Collected data:
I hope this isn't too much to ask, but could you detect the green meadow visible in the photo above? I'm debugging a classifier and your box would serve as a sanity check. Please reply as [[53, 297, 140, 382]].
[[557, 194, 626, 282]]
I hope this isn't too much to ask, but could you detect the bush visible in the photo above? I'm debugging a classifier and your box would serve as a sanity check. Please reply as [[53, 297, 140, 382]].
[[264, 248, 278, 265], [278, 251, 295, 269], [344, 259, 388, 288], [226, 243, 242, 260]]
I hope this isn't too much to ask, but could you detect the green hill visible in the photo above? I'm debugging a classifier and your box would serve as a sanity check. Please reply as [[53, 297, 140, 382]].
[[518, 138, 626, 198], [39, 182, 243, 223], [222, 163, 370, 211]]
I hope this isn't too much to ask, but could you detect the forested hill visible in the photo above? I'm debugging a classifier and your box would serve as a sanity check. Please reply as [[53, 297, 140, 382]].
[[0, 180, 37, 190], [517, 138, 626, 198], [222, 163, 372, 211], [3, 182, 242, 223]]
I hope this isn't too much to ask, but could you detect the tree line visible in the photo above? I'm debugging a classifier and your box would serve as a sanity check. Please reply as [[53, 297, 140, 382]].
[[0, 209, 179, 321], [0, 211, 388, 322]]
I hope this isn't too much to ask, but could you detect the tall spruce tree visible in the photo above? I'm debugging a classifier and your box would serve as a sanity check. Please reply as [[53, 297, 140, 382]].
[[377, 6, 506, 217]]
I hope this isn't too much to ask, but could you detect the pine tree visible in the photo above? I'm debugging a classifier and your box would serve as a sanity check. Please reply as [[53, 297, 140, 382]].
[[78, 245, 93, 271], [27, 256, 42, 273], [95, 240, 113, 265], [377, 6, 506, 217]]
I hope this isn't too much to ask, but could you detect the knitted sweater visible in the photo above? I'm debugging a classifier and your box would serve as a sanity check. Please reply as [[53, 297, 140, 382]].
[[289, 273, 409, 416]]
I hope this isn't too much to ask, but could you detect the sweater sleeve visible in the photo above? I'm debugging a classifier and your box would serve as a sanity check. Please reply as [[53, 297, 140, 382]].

◆ **What the task asks**
Going line by line, copy the data above exactly.

◆ **Answer below**
I hope this isn't too much to ask, but could you detect the green meadow visible in the photo above? I'm debugging a classifier and your box would serve as a sanity check. Please reply as [[53, 297, 140, 382]].
[[557, 194, 626, 282]]
I hope this isn't too much to ask, but could you detect the bush visible in the photo above? I'm debugging a classifier and your box would serve as a sanity check. Please reply as [[53, 297, 140, 382]].
[[264, 248, 278, 265], [278, 251, 295, 269], [344, 259, 388, 288], [226, 243, 242, 260]]
I hope this isn't too much to ask, but could you detect the green hill visible in the photo above? I'm debugging a classifier and your box would serve as a sanity check. Please reply as [[53, 297, 140, 382]].
[[518, 138, 626, 198], [39, 182, 243, 223], [222, 163, 370, 211]]
I hope this isn't too much to ask, but could you detect the forested hill visible in the photo above? I'm debugging a classifier and your box would serve as a sanity check. Please reply as [[53, 297, 140, 382]].
[[0, 180, 37, 190], [517, 138, 626, 198], [222, 163, 372, 211], [3, 182, 242, 223]]
I hope this isn't too much to ask, but could you detect the tree line visible in the photo above? I'm debugging a classifier and your box would serve as a sanity check. Please reply as [[53, 297, 140, 382]].
[[0, 209, 179, 321], [0, 211, 388, 322]]
I hope this isn't too much to ask, but could you detect the tall spruce tree visible in the photo above? I'm debugging a classifier and your box would serve as a sanity check. Please reply as [[53, 297, 140, 382]].
[[377, 6, 506, 217]]
I hope this isn't too much to ask, but could you detect the pine tree visible in the photo above? I'm debugging a classifier and your box would serve as a sanity check. Please reply as [[53, 297, 140, 382]].
[[78, 245, 93, 271], [27, 256, 42, 273], [95, 240, 113, 265], [377, 6, 506, 217]]
I hope this isn't too much to ask, but could you detect the knitted sweater visible in the photo above? I'm debugging a classifier and your box would serve as a sanity check. Please reply as [[53, 297, 140, 382]].
[[289, 273, 409, 416]]
I hope this isn't too much to ask, but could you detect the sweater sleeve visible in the photo above? I'm debugging a classifier and your box would serve as a sanity check. Please reply as [[53, 297, 140, 382]].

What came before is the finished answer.